**TASK PROMPT:**
Present every line of the entries below as a Markdown table with two columns, Row and Line. Number the rows consecutively and leave out any blank lines.

## BEGIN

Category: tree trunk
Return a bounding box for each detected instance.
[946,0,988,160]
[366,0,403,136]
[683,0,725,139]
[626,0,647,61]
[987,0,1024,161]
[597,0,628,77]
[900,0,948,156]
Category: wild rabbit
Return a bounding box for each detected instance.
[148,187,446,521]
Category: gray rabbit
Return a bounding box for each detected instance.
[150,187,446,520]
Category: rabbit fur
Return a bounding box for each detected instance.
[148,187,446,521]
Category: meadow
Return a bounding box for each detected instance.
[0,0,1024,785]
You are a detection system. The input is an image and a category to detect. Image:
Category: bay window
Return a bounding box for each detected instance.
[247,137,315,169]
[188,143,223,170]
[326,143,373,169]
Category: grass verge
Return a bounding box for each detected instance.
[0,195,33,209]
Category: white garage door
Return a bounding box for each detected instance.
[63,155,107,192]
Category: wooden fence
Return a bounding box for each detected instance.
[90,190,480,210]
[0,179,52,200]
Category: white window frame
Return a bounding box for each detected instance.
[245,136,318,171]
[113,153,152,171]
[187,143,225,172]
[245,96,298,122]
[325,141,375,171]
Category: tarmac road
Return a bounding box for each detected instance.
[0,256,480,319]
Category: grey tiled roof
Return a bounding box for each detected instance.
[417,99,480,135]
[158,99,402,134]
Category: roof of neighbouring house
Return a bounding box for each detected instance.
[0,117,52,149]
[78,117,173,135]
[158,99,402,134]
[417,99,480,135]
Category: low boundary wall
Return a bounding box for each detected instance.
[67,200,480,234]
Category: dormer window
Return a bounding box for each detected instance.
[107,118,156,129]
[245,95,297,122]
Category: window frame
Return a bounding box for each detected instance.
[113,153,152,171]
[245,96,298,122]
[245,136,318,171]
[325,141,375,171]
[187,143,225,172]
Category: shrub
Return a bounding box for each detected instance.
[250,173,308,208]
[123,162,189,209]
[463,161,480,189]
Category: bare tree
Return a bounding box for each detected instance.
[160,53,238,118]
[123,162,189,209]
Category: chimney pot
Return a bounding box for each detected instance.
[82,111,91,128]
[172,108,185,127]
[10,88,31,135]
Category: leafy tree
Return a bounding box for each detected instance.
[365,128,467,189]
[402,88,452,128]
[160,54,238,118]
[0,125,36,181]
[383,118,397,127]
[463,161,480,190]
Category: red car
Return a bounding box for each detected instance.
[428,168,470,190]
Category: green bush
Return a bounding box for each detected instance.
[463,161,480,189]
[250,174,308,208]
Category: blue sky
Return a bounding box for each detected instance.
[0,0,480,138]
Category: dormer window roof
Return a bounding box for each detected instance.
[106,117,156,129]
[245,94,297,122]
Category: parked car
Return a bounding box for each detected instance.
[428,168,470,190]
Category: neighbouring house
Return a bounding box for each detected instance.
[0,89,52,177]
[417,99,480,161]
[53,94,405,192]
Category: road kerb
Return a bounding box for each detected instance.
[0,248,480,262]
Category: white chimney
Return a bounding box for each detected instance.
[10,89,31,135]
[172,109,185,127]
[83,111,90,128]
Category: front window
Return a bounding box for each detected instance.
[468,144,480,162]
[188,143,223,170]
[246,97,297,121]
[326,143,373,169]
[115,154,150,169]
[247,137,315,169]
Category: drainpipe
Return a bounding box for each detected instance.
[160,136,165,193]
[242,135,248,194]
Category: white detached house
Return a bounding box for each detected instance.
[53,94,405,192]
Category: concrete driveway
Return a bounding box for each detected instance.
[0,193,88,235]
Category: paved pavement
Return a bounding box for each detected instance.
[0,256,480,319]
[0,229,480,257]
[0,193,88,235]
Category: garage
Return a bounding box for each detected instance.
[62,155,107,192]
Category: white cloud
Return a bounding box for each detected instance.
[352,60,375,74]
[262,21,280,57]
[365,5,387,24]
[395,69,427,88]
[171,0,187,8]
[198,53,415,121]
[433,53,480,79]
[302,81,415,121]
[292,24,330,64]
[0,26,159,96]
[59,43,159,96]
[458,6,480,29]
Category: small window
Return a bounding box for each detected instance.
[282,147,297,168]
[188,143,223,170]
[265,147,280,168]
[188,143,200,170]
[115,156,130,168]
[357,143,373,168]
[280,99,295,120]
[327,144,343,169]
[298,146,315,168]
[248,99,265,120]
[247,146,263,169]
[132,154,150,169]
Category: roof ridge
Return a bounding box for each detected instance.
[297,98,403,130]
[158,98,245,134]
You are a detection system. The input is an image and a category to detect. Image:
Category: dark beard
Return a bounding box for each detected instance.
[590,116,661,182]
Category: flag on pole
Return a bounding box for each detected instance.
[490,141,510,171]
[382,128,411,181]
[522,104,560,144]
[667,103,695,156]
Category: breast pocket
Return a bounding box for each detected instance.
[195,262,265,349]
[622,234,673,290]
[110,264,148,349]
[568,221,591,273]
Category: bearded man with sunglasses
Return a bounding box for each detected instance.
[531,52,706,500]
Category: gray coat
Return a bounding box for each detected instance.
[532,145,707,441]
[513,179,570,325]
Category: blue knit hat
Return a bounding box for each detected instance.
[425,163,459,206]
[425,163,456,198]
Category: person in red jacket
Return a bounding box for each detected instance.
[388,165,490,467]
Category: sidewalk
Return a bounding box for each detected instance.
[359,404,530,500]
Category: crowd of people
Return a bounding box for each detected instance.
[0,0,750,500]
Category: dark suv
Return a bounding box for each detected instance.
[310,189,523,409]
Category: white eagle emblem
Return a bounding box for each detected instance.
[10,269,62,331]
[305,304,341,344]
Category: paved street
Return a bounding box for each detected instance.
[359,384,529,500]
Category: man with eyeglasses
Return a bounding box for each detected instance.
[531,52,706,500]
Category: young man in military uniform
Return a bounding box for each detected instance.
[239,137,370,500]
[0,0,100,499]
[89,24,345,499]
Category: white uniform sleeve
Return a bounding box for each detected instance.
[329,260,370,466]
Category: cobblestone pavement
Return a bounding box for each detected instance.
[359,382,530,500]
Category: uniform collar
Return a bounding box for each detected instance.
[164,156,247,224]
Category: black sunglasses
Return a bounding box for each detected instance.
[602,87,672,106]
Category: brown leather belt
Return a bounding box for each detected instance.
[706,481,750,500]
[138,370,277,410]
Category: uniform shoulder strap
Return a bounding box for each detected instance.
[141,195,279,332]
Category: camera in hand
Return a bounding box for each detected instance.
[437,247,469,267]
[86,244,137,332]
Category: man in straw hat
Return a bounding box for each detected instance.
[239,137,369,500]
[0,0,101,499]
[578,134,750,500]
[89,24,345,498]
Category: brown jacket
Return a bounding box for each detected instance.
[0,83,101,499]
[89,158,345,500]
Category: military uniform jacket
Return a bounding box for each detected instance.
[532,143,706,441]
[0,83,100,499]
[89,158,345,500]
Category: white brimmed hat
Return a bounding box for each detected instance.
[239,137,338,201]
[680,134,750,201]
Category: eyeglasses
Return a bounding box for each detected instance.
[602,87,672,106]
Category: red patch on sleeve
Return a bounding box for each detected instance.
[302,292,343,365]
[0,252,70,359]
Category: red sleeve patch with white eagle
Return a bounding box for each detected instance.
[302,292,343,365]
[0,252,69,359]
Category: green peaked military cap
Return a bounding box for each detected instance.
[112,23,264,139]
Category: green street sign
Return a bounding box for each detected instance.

## END

**IN RESPONSE:**
| Row | Line |
|---|---|
| 1 | Category: tree trunk |
| 2 | Return a bounding box for each detected instance. |
| 3 | [946,0,988,160] |
| 4 | [366,0,403,136] |
| 5 | [683,0,725,139] |
| 6 | [626,0,647,61] |
| 7 | [987,0,1024,161] |
| 8 | [597,0,628,77] |
| 9 | [900,0,948,156] |
| 10 | Category: wild rabbit |
| 11 | Return a bounding box for each detected instance. |
| 12 | [148,187,446,521] |
| 13 | Category: gray rabbit |
| 14 | Return a bounding box for each detected instance. |
| 15 | [150,187,446,520] |
| 16 | Category: rabbit fur |
| 17 | Return a bounding box for each detected instance. |
| 18 | [148,187,446,521] |
| 19 | Category: meadow |
| 20 | Return a bounding box for each detected instance. |
| 21 | [0,0,1024,785] |
| 22 | You are a detection system. The input is an image and a category to detect. Image: |
| 23 | Category: bay window |
| 24 | Return a bounding box for each detected instance. |
| 25 | [247,137,315,169] |
| 26 | [188,143,223,170] |
| 27 | [326,143,373,169] |
| 28 | Category: grass verge |
| 29 | Return a bounding box for each detected instance. |
| 30 | [0,195,33,209] |
| 31 | Category: white garage door |
| 32 | Return a bounding box for each detected instance. |
| 33 | [63,155,107,192] |
| 34 | Category: wooden fence |
| 35 | Return a bounding box for each detected instance. |
| 36 | [90,190,480,210] |
| 37 | [0,179,52,200] |
| 38 | Category: white window frame |
| 39 | Return a bounding box for each detected instance. |
| 40 | [245,136,318,171] |
| 41 | [113,153,152,171] |
| 42 | [187,143,225,172] |
| 43 | [245,96,298,122] |
| 44 | [325,141,375,171] |
| 45 | Category: tarmac road |
| 46 | Return a bounding box for each detected instance. |
| 47 | [0,256,480,319] |
| 48 | Category: grey tiled roof |
| 49 | Return a bounding box for each detected instance. |
| 50 | [417,99,480,135] |
| 51 | [158,99,402,134] |
| 52 | Category: roof of neighbouring house |
| 53 | Return a bounding box for each detected instance. |
| 54 | [0,117,52,149] |
| 55 | [78,117,173,135] |
| 56 | [158,99,402,134] |
| 57 | [417,99,480,135] |
| 58 | Category: low boundary wall |
| 59 | Return a bounding box for each detected instance. |
| 60 | [67,200,480,234] |
| 61 | Category: dormer window |
| 62 | Return a bounding box for each detected instance. |
| 63 | [107,118,156,129] |
| 64 | [245,95,297,122] |
| 65 | Category: window frame |
| 66 | Return a bounding box for each detected instance. |
| 67 | [113,153,152,171] |
| 68 | [245,96,298,122] |
| 69 | [245,136,318,171] |
| 70 | [325,141,375,171] |
| 71 | [187,143,225,172] |
| 72 | Category: shrub |
| 73 | Return a bounding box for each detected instance. |
| 74 | [250,173,308,208] |
| 75 | [123,162,189,209] |
| 76 | [463,161,480,189] |
| 77 | Category: bare tree |
| 78 | Return a bounding box for each detected instance. |
| 79 | [160,53,238,118] |
| 80 | [123,162,189,209] |
| 81 | Category: chimney pot |
| 82 | Return a bounding box for each detected instance. |
| 83 | [82,111,91,128] |
| 84 | [172,108,185,127] |
| 85 | [10,88,31,135] |
| 86 | Category: leafy tree |
| 87 | Return a bounding box for each detected instance. |
| 88 | [365,128,467,189] |
| 89 | [402,88,452,128] |
| 90 | [160,54,238,118] |
| 91 | [0,125,36,181] |
| 92 | [383,118,397,127] |
| 93 | [463,161,480,190] |
| 94 | Category: red car |
| 95 | Return a bounding box for each detected instance. |
| 96 | [428,168,470,190] |
| 97 | Category: green bush |
| 98 | Return a bounding box for each detected instance. |
| 99 | [463,161,480,189] |
| 100 | [250,174,308,208] |
| 101 | Category: blue sky |
| 102 | Return a bounding box for each detected instance. |
| 103 | [0,0,480,138] |
| 104 | Category: dormer window roof |
| 105 | Return a bounding box for each detected instance. |
| 106 | [106,117,156,129] |
| 107 | [245,94,297,122] |
| 108 | Category: parked car |
| 109 | Return a bounding box for each detected instance. |
| 110 | [428,168,470,190] |
| 111 | Category: neighbouring house |
| 112 | Return a bounding box for each detected instance. |
| 113 | [0,89,52,177] |
| 114 | [417,99,480,161] |
| 115 | [53,94,405,192] |
| 116 | Category: road kerb |
| 117 | Return a bounding box for each detected instance. |
| 118 | [0,248,480,262] |
| 119 | Category: white chimney |
| 120 | Return a bounding box for each detected instance. |
| 121 | [10,89,31,135] |
| 122 | [172,109,185,127] |
| 123 | [83,111,90,128] |
| 124 | Category: front window |
| 125 | Return a bounding box for each detected instance. |
| 126 | [468,144,480,162] |
| 127 | [188,143,223,170] |
| 128 | [246,97,297,121] |
| 129 | [326,143,373,169] |
| 130 | [115,154,150,169] |
| 131 | [247,137,315,169] |
| 132 | Category: drainpipe |
| 133 | Return a bounding box for each detected instance. |
| 134 | [160,136,165,193] |
| 135 | [242,135,248,194] |
| 136 | Category: white detached house |
| 137 | Return a bounding box for each detected instance. |
| 138 | [53,94,405,192] |
| 139 | Category: concrete driveway |
| 140 | Return a bounding box for each detected instance. |
| 141 | [0,193,88,235] |
| 142 | Category: paved pavement |
| 143 | Return a bounding box for each detected instance. |
| 144 | [0,256,480,319] |
| 145 | [0,229,480,257] |
| 146 | [0,193,88,235] |
| 147 | Category: garage |
| 148 | Return a bounding box for each detected instance. |
| 149 | [62,155,107,192] |
| 150 | Category: white cloud |
| 151 | Return a bounding box for each detected instance. |
| 152 | [352,60,375,74] |
| 153 | [262,21,280,57] |
| 154 | [365,5,387,24] |
| 155 | [395,69,427,88] |
| 156 | [171,0,187,8] |
| 157 | [198,53,415,121] |
| 158 | [433,53,480,79] |
| 159 | [302,81,415,121] |
| 160 | [292,24,330,64] |
| 161 | [0,26,159,96] |
| 162 | [59,43,159,96] |
| 163 | [458,6,480,29] |
| 164 | Category: small window |
| 165 | Return a bounding box for each detected instance. |
| 166 | [282,147,297,168] |
| 167 | [188,143,223,170] |
| 168 | [265,147,280,168] |
| 169 | [188,143,200,170] |
| 170 | [115,156,130,168] |
| 171 | [357,143,373,168] |
| 172 | [280,99,295,120] |
| 173 | [327,144,343,169] |
| 174 | [298,146,315,168] |
| 175 | [248,99,265,120] |
| 176 | [247,146,263,169] |
| 177 | [132,154,150,169] |
| 178 | Category: roof ridge |
| 179 | Return a bounding box for each detected instance. |
| 180 | [297,98,403,130] |
| 181 | [158,98,245,134] |
| 182 | You are a detection system. The input is an image and a category to detect. Image: |
| 183 | Category: dark beard |
| 184 | Return a bounding box for each detected instance. |
| 185 | [590,116,661,182] |
| 186 | Category: flag on pole |
| 187 | Return a bounding box for each detected instance. |
| 188 | [490,141,510,171] |
| 189 | [382,128,411,181] |
| 190 | [522,104,560,144] |
| 191 | [667,103,695,156] |
| 192 | Category: breast pocket |
| 193 | Return a bounding box for each detected instance. |
| 194 | [195,262,265,349] |
| 195 | [622,234,673,290] |
| 196 | [110,264,148,349] |
| 197 | [568,221,591,273] |
| 198 | Category: bearded man with sunglasses |
| 199 | Return a bounding box for each detected instance. |
| 200 | [531,52,706,500] |
| 201 | Category: gray coat |
| 202 | Return a bounding box for each detected instance. |
| 203 | [532,145,707,441] |
| 204 | [513,179,570,325] |
| 205 | Category: blue knit hat |
| 206 | Return a bounding box for each detected instance. |
| 207 | [425,163,459,206] |
| 208 | [425,163,456,198] |
| 209 | Category: person in red jacket |
| 210 | Return a bounding box for each detected instance. |
| 211 | [388,165,490,467] |
| 212 | Category: sidewalk |
| 213 | Return a bounding box for each detected instance. |
| 214 | [359,404,530,500] |
| 215 | Category: crowd of people |
| 216 | Return a bounding box for each detected instance. |
| 217 | [0,0,750,500] |
| 218 | Category: dark suv |
| 219 | Return a bounding box for each detected instance. |
| 220 | [310,189,523,409] |
| 221 | Category: white eagle emblem |
| 222 | Return a bounding box for each detected instance. |
| 223 | [10,269,62,331] |
| 224 | [305,304,341,344] |
| 225 | Category: paved street |
| 226 | Return a bounding box for each detected instance. |
| 227 | [359,384,529,500] |
| 228 | Category: man with eyeglasses |
| 229 | Return a bounding box for each detected instance. |
| 230 | [531,52,706,500] |
| 231 | Category: young man in military uniform |
| 232 | Return a bounding box for each detected instance. |
| 233 | [239,137,370,500] |
| 234 | [0,0,100,499] |
| 235 | [89,24,345,499] |
| 236 | Category: white uniform sleeve |
| 237 | Return a bounding box for each detected instance. |
| 238 | [329,260,370,466] |
| 239 | Category: cobblestone pavement |
| 240 | Return a bounding box for each detected instance. |
| 241 | [359,382,530,500] |
| 242 | Category: uniform collar |
| 243 | Return a bounding box for each detected instance. |
| 244 | [164,156,247,224] |
| 245 | Category: black sunglasses |
| 246 | Return a bounding box for each detected instance. |
| 247 | [602,87,672,106] |
| 248 | Category: brown leather belt |
| 249 | Return a bounding box for each detected instance. |
| 250 | [706,481,750,500] |
| 251 | [138,370,277,410] |
| 252 | Category: uniform shoulder strap |
| 253 | Return a bounding box for each detected instance. |
| 254 | [141,195,279,332] |
| 255 | Category: camera in hand |
| 256 | Return a bounding box for each detected instance. |
| 257 | [437,247,469,267] |
| 258 | [86,244,137,332] |
| 259 | Category: man in straw hat |
| 260 | Return a bounding box for each detected instance. |
| 261 | [239,137,369,500] |
| 262 | [0,0,101,499] |
| 263 | [578,134,750,500] |
| 264 | [89,24,345,498] |
| 265 | Category: brown jacket |
| 266 | Return a bounding box for each detected instance. |
| 267 | [0,83,101,499] |
| 268 | [89,158,345,500] |
| 269 | Category: military uniform jacket |
| 270 | Return a bounding box for each detected instance. |
| 271 | [532,143,706,441] |
| 272 | [0,83,100,499] |
| 273 | [89,158,345,500] |
| 274 | Category: white brimmed hat |
| 275 | Return a bounding box for each detected instance. |
| 276 | [239,137,338,201] |
| 277 | [680,134,750,201] |
| 278 | Category: eyeglasses |
| 279 | Return a bounding box for each detected instance. |
| 280 | [602,87,672,106] |
| 281 | Category: red patch on sleeve |
| 282 | Return a bounding box for each detected instance. |
| 283 | [302,292,343,365] |
| 284 | [0,252,70,359] |
| 285 | Category: red sleeve patch with white eagle |
| 286 | Return a bounding box for each detected instance. |
| 287 | [302,292,343,365] |
| 288 | [0,252,69,359] |
| 289 | Category: green peaked military cap |
| 290 | Return a bounding box for each detected instance. |
| 291 | [112,23,264,139] |
| 292 | Category: green street sign |
| 293 | Return a bounding box for each detected instance. |